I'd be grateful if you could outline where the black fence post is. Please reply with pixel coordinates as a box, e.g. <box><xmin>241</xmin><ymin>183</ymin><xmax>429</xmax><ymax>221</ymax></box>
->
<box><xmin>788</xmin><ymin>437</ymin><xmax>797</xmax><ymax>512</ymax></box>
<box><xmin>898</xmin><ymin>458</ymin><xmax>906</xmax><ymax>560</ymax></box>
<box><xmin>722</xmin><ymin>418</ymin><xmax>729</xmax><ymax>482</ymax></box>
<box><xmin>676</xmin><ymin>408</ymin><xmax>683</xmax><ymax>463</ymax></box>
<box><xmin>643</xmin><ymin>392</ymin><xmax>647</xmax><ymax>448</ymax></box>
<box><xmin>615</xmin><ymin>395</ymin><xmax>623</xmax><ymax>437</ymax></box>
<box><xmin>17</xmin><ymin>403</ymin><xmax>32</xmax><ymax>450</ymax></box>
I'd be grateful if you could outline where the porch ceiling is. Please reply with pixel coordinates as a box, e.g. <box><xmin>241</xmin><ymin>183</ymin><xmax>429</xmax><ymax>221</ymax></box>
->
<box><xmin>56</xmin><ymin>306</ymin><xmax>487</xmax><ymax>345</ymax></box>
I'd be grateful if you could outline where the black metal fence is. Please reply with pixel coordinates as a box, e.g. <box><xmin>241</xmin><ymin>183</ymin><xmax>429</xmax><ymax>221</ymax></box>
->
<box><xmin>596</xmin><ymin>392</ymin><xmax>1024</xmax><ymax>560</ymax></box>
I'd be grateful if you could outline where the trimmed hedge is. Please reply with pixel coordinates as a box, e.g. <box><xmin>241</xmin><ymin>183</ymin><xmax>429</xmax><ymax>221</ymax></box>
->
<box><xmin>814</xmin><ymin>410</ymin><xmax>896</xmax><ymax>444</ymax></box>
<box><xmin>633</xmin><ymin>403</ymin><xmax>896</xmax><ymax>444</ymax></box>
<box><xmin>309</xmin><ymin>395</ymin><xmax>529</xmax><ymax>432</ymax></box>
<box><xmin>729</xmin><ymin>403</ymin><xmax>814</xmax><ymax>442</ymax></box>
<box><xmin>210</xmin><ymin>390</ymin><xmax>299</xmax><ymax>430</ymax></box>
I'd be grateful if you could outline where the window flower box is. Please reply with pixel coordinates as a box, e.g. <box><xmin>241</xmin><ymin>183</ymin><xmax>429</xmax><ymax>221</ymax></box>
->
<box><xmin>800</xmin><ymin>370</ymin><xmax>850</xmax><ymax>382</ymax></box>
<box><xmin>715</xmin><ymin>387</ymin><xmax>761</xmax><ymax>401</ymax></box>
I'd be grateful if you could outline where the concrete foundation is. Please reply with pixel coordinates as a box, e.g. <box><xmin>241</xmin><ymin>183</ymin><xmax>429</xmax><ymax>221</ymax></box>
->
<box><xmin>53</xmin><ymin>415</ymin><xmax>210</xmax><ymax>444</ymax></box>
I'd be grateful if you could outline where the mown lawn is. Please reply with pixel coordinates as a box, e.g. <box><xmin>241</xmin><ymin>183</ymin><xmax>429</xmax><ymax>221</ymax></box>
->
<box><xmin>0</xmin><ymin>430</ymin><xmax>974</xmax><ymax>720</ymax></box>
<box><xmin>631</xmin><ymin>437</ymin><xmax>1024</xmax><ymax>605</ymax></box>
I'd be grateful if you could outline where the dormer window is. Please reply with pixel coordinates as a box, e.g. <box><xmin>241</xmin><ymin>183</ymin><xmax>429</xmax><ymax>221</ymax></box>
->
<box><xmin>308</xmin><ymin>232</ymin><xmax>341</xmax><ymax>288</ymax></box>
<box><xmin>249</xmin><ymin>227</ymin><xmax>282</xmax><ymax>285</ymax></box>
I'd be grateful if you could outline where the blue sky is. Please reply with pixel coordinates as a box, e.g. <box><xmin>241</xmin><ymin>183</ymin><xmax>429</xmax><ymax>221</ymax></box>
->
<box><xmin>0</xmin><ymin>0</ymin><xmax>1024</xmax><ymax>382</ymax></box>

# [PROBLEM DESCRIPTION]
Reproduce all of the material above word for word, without any changes.

# [SOLUTION TO THE PROBLEM]
I'd be grateful if you could outline where the black fence post is. Please reply with pixel coordinates as a box, e.g. <box><xmin>241</xmin><ymin>183</ymin><xmax>429</xmax><ymax>221</ymax></box>
->
<box><xmin>788</xmin><ymin>437</ymin><xmax>797</xmax><ymax>512</ymax></box>
<box><xmin>898</xmin><ymin>458</ymin><xmax>906</xmax><ymax>560</ymax></box>
<box><xmin>722</xmin><ymin>418</ymin><xmax>729</xmax><ymax>482</ymax></box>
<box><xmin>676</xmin><ymin>408</ymin><xmax>683</xmax><ymax>463</ymax></box>
<box><xmin>643</xmin><ymin>392</ymin><xmax>647</xmax><ymax>448</ymax></box>
<box><xmin>615</xmin><ymin>395</ymin><xmax>623</xmax><ymax>437</ymax></box>
<box><xmin>17</xmin><ymin>403</ymin><xmax>32</xmax><ymax>450</ymax></box>
I'd be grateful if you could outline where the porch ceiling is. Please reply with pixel coordinates as a box, e.g. <box><xmin>241</xmin><ymin>183</ymin><xmax>429</xmax><ymax>221</ymax></box>
->
<box><xmin>56</xmin><ymin>306</ymin><xmax>487</xmax><ymax>345</ymax></box>
I'd be grateful if you could outline where the black metal fence is. Please reply with pixel coordinates as a box, e.g. <box><xmin>241</xmin><ymin>183</ymin><xmax>429</xmax><ymax>221</ymax></box>
->
<box><xmin>596</xmin><ymin>392</ymin><xmax>1024</xmax><ymax>560</ymax></box>
I'd be grateful if you could outline where the trimmed hedge is. Please reply with pixel coordinates as a box, e.g. <box><xmin>241</xmin><ymin>183</ymin><xmax>429</xmax><ymax>221</ymax></box>
->
<box><xmin>814</xmin><ymin>410</ymin><xmax>896</xmax><ymax>444</ymax></box>
<box><xmin>633</xmin><ymin>403</ymin><xmax>896</xmax><ymax>444</ymax></box>
<box><xmin>309</xmin><ymin>395</ymin><xmax>529</xmax><ymax>432</ymax></box>
<box><xmin>729</xmin><ymin>403</ymin><xmax>814</xmax><ymax>442</ymax></box>
<box><xmin>210</xmin><ymin>390</ymin><xmax>299</xmax><ymax>430</ymax></box>
I'd be grateful if you could outline where the window flower box is. Please reply with pixel coordinates as a box, e.g. <box><xmin>241</xmin><ymin>183</ymin><xmax>429</xmax><ymax>221</ymax></box>
->
<box><xmin>800</xmin><ymin>370</ymin><xmax>850</xmax><ymax>382</ymax></box>
<box><xmin>715</xmin><ymin>387</ymin><xmax>761</xmax><ymax>401</ymax></box>
I'd be grateful if you could outline where the concrete foundation is. Please reply with pixel coordinates as a box, e.g. <box><xmin>241</xmin><ymin>183</ymin><xmax>429</xmax><ymax>221</ymax></box>
->
<box><xmin>53</xmin><ymin>415</ymin><xmax>210</xmax><ymax>444</ymax></box>
I'd be grateful if you could outline where the mown lawn is. Please reply with pixel coordinates as a box, e.g. <box><xmin>241</xmin><ymin>183</ymin><xmax>429</xmax><ymax>221</ymax></box>
->
<box><xmin>0</xmin><ymin>430</ymin><xmax>974</xmax><ymax>720</ymax></box>
<box><xmin>631</xmin><ymin>437</ymin><xmax>1024</xmax><ymax>605</ymax></box>
I'd be grateful if you could outline where the dormer window is. Please reply with pixel coordinates as a box, e.g. <box><xmin>241</xmin><ymin>183</ymin><xmax>429</xmax><ymax>221</ymax></box>
->
<box><xmin>308</xmin><ymin>232</ymin><xmax>341</xmax><ymax>288</ymax></box>
<box><xmin>249</xmin><ymin>227</ymin><xmax>282</xmax><ymax>285</ymax></box>
I'd be grateful if you could outline where the blue sky is. Please reply with pixel coordinates as a box, e.g. <box><xmin>241</xmin><ymin>183</ymin><xmax>429</xmax><ymax>221</ymax></box>
->
<box><xmin>0</xmin><ymin>0</ymin><xmax>1024</xmax><ymax>382</ymax></box>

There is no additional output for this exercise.